◆ Location identification records
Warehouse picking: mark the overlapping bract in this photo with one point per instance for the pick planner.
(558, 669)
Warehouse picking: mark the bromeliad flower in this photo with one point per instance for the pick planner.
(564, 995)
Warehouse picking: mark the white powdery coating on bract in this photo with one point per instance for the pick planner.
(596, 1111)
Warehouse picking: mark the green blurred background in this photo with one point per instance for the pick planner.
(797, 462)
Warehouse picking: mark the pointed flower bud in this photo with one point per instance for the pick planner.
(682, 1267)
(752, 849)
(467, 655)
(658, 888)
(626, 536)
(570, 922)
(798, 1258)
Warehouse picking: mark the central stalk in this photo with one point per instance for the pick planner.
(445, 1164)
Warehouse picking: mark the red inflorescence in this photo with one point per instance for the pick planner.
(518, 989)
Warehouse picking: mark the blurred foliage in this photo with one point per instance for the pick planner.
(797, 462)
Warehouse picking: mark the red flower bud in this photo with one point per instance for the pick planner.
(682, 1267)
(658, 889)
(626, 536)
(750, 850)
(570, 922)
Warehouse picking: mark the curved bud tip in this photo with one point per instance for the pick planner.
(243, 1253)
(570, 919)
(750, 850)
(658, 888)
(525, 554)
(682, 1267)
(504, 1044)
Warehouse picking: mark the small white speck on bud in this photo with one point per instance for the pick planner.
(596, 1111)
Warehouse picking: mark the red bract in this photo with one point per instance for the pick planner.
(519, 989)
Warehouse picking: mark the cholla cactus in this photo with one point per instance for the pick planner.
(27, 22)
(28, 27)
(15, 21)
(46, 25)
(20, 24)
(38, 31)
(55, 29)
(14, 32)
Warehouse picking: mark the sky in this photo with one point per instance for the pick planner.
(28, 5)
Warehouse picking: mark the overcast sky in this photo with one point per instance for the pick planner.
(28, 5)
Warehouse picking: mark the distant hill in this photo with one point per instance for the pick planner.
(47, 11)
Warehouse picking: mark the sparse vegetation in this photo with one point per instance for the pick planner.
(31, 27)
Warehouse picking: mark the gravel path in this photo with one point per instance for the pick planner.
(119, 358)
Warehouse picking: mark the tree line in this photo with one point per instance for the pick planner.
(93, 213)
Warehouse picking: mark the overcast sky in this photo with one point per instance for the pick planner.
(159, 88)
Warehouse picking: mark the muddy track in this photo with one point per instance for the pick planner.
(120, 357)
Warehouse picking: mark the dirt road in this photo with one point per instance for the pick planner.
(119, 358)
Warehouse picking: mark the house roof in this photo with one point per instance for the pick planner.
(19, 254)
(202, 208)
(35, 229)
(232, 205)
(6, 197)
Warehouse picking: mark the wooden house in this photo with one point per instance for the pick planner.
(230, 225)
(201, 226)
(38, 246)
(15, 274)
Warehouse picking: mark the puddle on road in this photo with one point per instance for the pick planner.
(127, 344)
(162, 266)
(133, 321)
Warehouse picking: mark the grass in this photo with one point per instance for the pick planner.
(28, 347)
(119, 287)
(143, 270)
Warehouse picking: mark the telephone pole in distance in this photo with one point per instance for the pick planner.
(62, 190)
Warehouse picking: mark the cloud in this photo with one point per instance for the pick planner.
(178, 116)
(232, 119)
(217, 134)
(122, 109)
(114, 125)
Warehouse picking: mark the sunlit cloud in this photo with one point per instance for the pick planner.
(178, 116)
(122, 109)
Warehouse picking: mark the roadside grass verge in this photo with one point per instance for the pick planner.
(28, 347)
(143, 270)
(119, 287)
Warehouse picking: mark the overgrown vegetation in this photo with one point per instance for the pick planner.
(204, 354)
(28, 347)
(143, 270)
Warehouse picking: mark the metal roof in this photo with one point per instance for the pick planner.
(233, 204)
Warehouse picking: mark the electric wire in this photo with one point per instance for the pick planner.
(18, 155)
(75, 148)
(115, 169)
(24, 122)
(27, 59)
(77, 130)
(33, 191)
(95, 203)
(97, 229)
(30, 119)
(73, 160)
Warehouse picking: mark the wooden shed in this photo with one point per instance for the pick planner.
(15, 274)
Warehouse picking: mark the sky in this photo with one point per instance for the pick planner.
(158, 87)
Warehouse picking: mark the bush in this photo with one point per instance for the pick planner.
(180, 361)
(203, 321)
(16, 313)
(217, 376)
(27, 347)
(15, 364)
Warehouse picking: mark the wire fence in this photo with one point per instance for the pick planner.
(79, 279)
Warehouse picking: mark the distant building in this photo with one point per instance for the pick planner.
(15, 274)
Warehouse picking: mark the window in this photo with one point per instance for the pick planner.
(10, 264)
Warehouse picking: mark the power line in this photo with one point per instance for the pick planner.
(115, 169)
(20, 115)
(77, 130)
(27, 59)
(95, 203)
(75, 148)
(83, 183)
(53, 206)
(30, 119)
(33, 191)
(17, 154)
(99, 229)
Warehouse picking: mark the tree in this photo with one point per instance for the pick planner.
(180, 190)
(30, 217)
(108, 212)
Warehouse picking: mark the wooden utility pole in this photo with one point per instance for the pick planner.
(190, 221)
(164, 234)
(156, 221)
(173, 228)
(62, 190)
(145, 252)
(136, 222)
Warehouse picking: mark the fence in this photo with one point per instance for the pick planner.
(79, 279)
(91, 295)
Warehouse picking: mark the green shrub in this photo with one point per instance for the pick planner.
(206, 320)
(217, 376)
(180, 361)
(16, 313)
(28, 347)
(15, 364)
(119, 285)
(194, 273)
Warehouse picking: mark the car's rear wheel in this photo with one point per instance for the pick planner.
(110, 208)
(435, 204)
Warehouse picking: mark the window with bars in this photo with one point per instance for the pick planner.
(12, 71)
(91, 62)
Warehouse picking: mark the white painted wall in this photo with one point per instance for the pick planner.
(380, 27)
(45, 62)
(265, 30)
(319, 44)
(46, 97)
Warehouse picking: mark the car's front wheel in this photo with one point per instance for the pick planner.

◆ What this task involves
Shift every coordinate in these records up by 20 and write the lines out again, requests included. Begin at the line that contains "Warehouse picking: mark the green blurred" and stop after the line that contains "(445, 1164)".

◆ Result for this exercise
Warehouse picking: mark the green blurred background in this photo with one point per instance for the pick planner.
(817, 482)
Warehouse picking: mark the pointed flower bud in this photo with one point per instance for the pick planner.
(702, 1287)
(772, 869)
(487, 675)
(678, 908)
(646, 556)
(590, 942)
(818, 1278)
Warehouse picking: mark the central stalk in this photo with one point per instance for the pick planner.
(465, 1184)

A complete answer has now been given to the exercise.